Tasks:
(a) Set down the stretch of the SMART discussion from "on mine it shows..." through "in the past." word for word.
(b) Name every attribute listed by name in the SMART discussion's readout rows, the ones that begin with a two-character hex code.
(c) Extend the SMART discussion with new text that picks up after its last sentence.

Passage shown:
○ ○ ○

For example: temperature can be 25 degrees now having a normalised value of 75, while it was 45 degrees maximum in the past, meaning a normalised value of 55. Where 45 can be the threshold - meaning if the drive becomes hotter than 55 degrees you get a SMART error. In this example, a normalised value of 100 means 0 degrees (freezing temperature) Celsius. Some drive start at 150 or 200 and subtract the actual temperature in Celsius. Not all drives follow this scheme by the way, some violate the SMART specification by having the actual temperature as Current value.

on mine it shows...
BC 100 _75 __0 00C400C4012F Command Timeout
C5 100 100 __0 000000000000 Current Pending Sector Count
C7 200 200 __0 00000000001D UltraDMA CRC Error Count
UDMA CRC Error Count typically means cabling errors resulting in detectable data corruption. Not all cable errors can be detected if the cable is so bad it does not even link. But if it is semi-bad then the drive will appear to function but data will be corrupted every once in awhile. Thanks to CRC - which means error detection and NOT error correction - this does not go unnoticed and the UDMA CRC Error Count raw value will be increased.

Do not look at the normalised value for Current Pending Sector (=bad sectors) of UDMA CRC Error Count (=cable errors) but look for the raw value. 0x1D is the hexadecimal equivalent of 29 cable errors. This means you had a few cable errors (29) in the past.

Note that this value will never be decreased - it will stay at the same value if you had cabling errors in the past but not any longer. So you should capture your SMART data regularly and compare the UDMA CRC Error Count raw value with prior readings. If it stays the same, you are good. If it keeps increasing, you have problems with your cabling.

○ ○ ○

Available data:
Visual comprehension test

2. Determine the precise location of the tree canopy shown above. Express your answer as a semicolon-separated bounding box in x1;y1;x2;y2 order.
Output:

○ ○ ○

Responses in order:
(a)
on mine it shows...
BC 100 _75 __0 00C400C4012F Command Timeout
C5 100 100 __0 000000000000 Current Pending Sector Count
C7 200 200 __0 00000000001D UltraDMA CRC Error Count
UDMA CRC Error Count typically means cabling errors resulting in detectable data corruption. Not all cable errors can be detected if the cable is so bad it does not even link. But if it is semi-bad then the drive will appear to function but data will be corrupted every once in awhile. Thanks to CRC - which means error detection and NOT error correction - this does not go unnoticed and the UDMA CRC Error Count raw value will be increased.

Do not look at the normalised value for Current Pending Sector (=bad sectors) of UDMA CRC Error Count (=cable errors) but look for the raw value. 0x1D is the hexadecimal equivalent of 29 cable errors. This means you had a few cable errors (29) in the past.

(b)
Command Timeout
Current Pending Sector Count
UltraDMA CRC Error Count

(c)
Current Pending Sector is the most important SMART attribute as it means ACTIVE bad sectors as opposed to PASSIVE bad sectors which mean those sectors have been swapped by reserve sectors. Passive bad sectors are reported as Reallocated Sector Count. Just one active bad sector can wreak havoc on legacy storage solutions, such as RAID or old filesystems like NTFS (Windows), HFS (Apple), Ext4 (Linux) or UFS (UNIX). Modern 3rd generation filesystems such as ZFS, Btrfs and ReFS are almost immune to bad sectors.

I guess your raw values are in hex, you'd just have to convert them. But even then some look odd ie: 000A00000011 Temperature
This is not odd - those values are binary encoded. Meaning: multiple values stored in one hexadecimal number. For temperature, this typically means actual/lowest/highest values which are all encoded in one hex number. You need knowledge about how the number is encoded to be able to extract this data. CrystalDiskInfo and SmartMonTools generally are up for the task.

On the seagates you can essentially ignore Raw_Read_Error_Rate it just keeps incrementing everytime you use it.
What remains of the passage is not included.